== ÜBUNGSZIEL ==
Zitiere sämtliche Zeilen der Auflistung wortgetreu. Lass die Bilder in deiner Antwort weg.

== Zeilen aus einem Zeige-Datensatz ==
- - - -

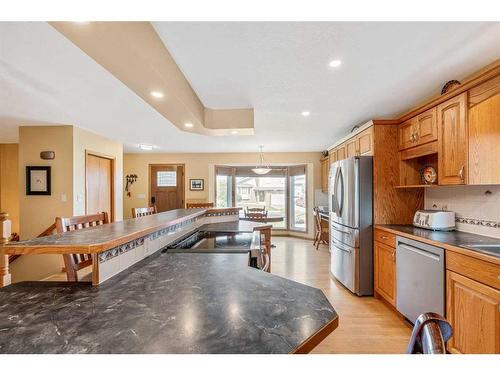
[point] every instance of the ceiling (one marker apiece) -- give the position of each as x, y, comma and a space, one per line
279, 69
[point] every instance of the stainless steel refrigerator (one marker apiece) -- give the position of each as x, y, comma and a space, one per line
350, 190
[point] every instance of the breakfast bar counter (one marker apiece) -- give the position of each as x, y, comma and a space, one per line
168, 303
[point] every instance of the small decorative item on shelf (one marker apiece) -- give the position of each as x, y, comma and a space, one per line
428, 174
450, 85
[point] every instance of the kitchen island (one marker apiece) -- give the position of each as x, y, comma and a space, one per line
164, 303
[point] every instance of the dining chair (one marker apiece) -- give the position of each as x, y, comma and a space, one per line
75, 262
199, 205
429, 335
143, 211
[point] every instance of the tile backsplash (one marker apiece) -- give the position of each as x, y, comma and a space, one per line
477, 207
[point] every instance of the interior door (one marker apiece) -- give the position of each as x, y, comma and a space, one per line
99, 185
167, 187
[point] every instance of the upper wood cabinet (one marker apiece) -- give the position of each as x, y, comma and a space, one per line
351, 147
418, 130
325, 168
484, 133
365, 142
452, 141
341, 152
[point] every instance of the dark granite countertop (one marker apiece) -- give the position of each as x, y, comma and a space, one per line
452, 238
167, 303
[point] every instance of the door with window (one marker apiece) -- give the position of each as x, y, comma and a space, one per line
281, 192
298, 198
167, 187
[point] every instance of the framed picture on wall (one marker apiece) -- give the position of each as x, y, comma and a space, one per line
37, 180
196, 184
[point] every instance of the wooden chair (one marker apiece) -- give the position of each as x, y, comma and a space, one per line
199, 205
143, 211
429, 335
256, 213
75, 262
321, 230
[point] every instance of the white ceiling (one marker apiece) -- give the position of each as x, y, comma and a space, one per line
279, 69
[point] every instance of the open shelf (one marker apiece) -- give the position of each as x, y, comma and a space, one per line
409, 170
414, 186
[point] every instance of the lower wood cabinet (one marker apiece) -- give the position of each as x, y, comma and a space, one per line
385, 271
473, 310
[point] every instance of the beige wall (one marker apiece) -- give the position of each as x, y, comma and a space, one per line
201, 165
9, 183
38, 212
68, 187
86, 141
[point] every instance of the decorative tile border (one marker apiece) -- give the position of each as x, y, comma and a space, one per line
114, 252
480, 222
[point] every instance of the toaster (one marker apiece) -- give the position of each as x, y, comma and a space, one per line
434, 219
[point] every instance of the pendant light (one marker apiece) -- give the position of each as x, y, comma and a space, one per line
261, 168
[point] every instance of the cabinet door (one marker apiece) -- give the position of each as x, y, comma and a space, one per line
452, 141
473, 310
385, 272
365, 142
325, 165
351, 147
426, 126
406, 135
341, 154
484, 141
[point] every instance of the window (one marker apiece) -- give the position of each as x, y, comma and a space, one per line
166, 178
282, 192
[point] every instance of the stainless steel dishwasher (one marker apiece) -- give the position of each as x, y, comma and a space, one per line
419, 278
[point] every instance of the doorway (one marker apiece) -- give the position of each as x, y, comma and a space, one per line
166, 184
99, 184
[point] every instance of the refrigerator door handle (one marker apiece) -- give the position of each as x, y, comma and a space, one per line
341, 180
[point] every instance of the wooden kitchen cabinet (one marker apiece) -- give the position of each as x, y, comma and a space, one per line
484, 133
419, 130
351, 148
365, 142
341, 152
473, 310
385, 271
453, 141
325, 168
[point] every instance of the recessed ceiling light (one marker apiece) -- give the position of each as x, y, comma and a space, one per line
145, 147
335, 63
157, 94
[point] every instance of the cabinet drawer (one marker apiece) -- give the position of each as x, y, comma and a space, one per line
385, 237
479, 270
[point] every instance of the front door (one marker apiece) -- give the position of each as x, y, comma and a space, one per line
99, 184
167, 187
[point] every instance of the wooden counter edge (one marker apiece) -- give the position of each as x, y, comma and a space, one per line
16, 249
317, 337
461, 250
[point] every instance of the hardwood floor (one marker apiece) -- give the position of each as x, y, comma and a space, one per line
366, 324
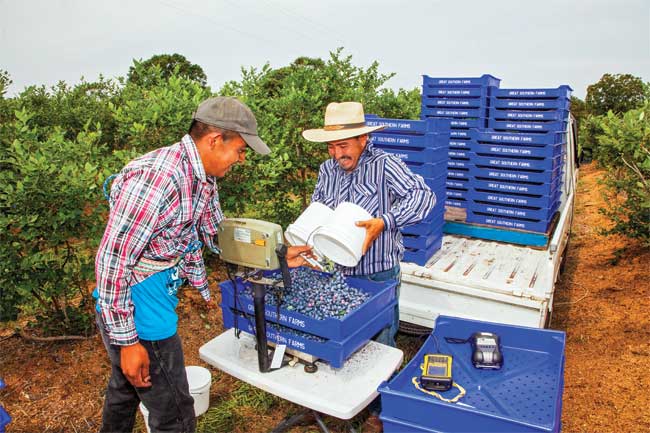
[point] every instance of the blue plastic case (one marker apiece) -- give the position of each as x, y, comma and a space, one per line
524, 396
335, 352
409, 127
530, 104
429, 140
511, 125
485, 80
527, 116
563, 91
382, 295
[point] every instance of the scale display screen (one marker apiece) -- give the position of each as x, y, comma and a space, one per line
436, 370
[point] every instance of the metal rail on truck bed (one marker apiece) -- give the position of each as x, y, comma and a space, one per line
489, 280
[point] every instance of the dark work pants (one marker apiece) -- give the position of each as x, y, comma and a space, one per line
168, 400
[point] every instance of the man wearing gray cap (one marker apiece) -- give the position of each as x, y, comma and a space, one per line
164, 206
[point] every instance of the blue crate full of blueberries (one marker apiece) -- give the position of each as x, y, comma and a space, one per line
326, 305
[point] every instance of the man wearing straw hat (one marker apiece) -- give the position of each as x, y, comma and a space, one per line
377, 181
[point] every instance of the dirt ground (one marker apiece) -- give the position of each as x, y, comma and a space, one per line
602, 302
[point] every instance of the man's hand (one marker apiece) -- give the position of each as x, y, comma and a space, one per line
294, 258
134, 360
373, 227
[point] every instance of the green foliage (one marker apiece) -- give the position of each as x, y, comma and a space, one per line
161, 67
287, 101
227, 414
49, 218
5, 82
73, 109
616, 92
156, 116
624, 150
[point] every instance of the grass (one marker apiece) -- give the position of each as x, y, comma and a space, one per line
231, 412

- - - -

== ERWARTETE ANTWORT ==
[point] every instance of the ceiling (one marker apiece) -- give the position of each as x, y, comma and a space, one per line
279, 69
[point] every instance of the stainless steel refrigerator (one marker apiece) -- give the position of each as x, y, comma and a space, one per line
350, 190
[point] every instance of the breakfast bar counter (one marker apiece) -- give the position of each as x, y, comma and a space, one per line
168, 303
[point] every instance of the small decorative item on shelf (one marker apiece) -- give the position of each as x, y, comma and a space, one per line
428, 174
450, 85
[point] every instance of the kitchen island (one marker apiece) -- give the position of each as x, y, comma and a space, one per line
164, 303
[point] every instance of the dining chair (one marker apiece) -- give the position of each as x, y, comma and a space, one per line
75, 262
199, 205
429, 335
143, 211
[point] every instance of the tile backsplash (one marker apiece) -- give the position of each as x, y, comma and a space, one per line
477, 207
[point] every instance of the interior door (one marker apiece) -- give the position of each as x, y, comma and a space, one per line
99, 185
167, 187
[point] every instance of the upper wood cabinet (one marker apiece) -- give the position of each as x, y, comma and a space, one per line
351, 147
418, 130
325, 168
484, 133
365, 142
452, 141
341, 152
[point] every instance of the dark granite countertop (one marker apiece) -- give the position of each as x, y, comma and a space, one per line
452, 238
167, 303
[point] every instance of the door with window (one marker apiece) -- give the position of each as x, y, comma and a space, one per line
281, 192
298, 198
167, 187
[point] every instance of the framed picture on wall (one marker apiece) -- give the position of each as x, y, comma and a space, one per line
37, 180
196, 184
[point] every instance of the wooden chair (one marker apiece) -- give the position of each as x, y, comma and a space, one per line
199, 205
143, 211
429, 335
256, 213
75, 262
321, 230
[point] every instance of the white ceiling (one marker apiece) -- give the position of each as x, y, comma and a space, one per line
279, 69
[point] every instance of the open shelf (one marker apiece) -- give the position of each as x, y, comma and a space, one per line
409, 170
414, 186
[point] every instance of the lower wood cabinet (one marker apiece) -- give the position of each as x, y, comma and a space, one per line
385, 271
473, 310
[point] every instance of the beige wall (one marker apiece) -- give the position of each as x, y, comma and a space, one per line
201, 165
9, 183
38, 212
68, 187
86, 141
[point] every instance of the decorative tile border (one marker apiece) -- give the position of each as x, y, comma and a space, one per line
114, 252
480, 222
[point] every instance of the toaster (one marker apiece) -- give the position of each as x, y, comma and a space, one per line
434, 219
[point] every instance of the pendant light (one marker apiece) -- give the position of each as x, y, comma and a space, one per line
261, 168
[point] every instance of the cabinet door (one marker apiece) -- give the position of each as x, y, comma and a space, one per line
452, 141
473, 310
385, 272
365, 142
325, 165
351, 147
426, 126
406, 135
341, 154
484, 141
[point] every instance of the window (one marker apiece) -- give the position of each as x, y, comma and a space, one per line
166, 178
282, 192
[point] every instance of the stainless steel dishwasher (one marker apiece) -- give the position of each as x, y, comma and a space, one per line
419, 278
[point] every instance of the doorway (one marker apiece) -- give the position of each as x, y, comma and a space, one per line
166, 184
99, 184
[point] every instance of the refrigerator door handle (one marker apiece) -- give the position of each as x, y, comma and a space, one per line
341, 180
[point] every instance of the wooden kitchen cabinet (one marker apiece) -- give the position of each as x, y, comma and a space, one per line
484, 133
419, 130
351, 148
365, 142
341, 152
473, 310
385, 271
453, 141
325, 168
[point] every instance of the recessed ceiling light (one marker apiece) -- give the position of each as x, y, comma and a space, one per line
145, 147
335, 63
157, 94
[point] every instance of the cabinet drawer (one marker apiece) -- give the position of each as x, y, comma and a space, one per line
385, 237
479, 270
[point] every instance of the front door (one marker apiece) -- give the position of each as x, y, comma and a space, one per line
99, 184
167, 187
[point] every instance of the wooden counter edge (one marker apiece) -- give the position of each as x, y, comma and a space, one per line
16, 249
317, 337
461, 250
[point] every instance of the hardwood floor (one marker apiece) -- give the position of each as x, y, comma and a space, one per line
366, 324
[point] every instance of the blue plastic case (one marker apiece) -- give the position of each as x, y, comma and a space, one per line
524, 396
335, 352
409, 127
530, 104
429, 140
511, 125
485, 80
527, 116
563, 91
382, 295
[point] every instance of the scale display screen (one marker apiece) -- give the position of each as x, y, comma and a space, one per line
436, 370
[point] every instance of the metal rail on truck bed (one marker apiece) -- give the position of each as x, y, comma and a space, one per line
489, 280
[point] every instance of the dark work pants (one marker apiece) -- give the position of each as x, y, comma and a space, one per line
168, 400
[point] every instance of the man wearing gray cap (one marker apiece) -- give the position of each as x, y, comma and a space, one per line
164, 206
[point] every instance of the blue crate full of blueberries (one marker apiece) -- give the position of each as x, y, comma and a space, one per line
326, 305
[point] every instance of the man wearing straw hat (one marker apiece) -- give the position of each as x, y, comma and a space, one per line
377, 181
[point] every instance of the dirt ground (one marker apiece) -- give the position of each as x, y, comma and a space, one per line
602, 302
[point] every instance of the man's hand (one marker apiece) -- give the position of each as x, y, comma and a space, one per line
294, 258
134, 360
373, 227
[point] every instance of the green foliage (one marker apiece) -- give the position of each as x, y, comma and a space, one per line
161, 67
287, 101
227, 414
49, 218
5, 82
73, 109
616, 92
156, 116
624, 150
[point] every instance of the grass (one marker apiece) -- give the position of each as x, y, comma and a space, one per line
231, 412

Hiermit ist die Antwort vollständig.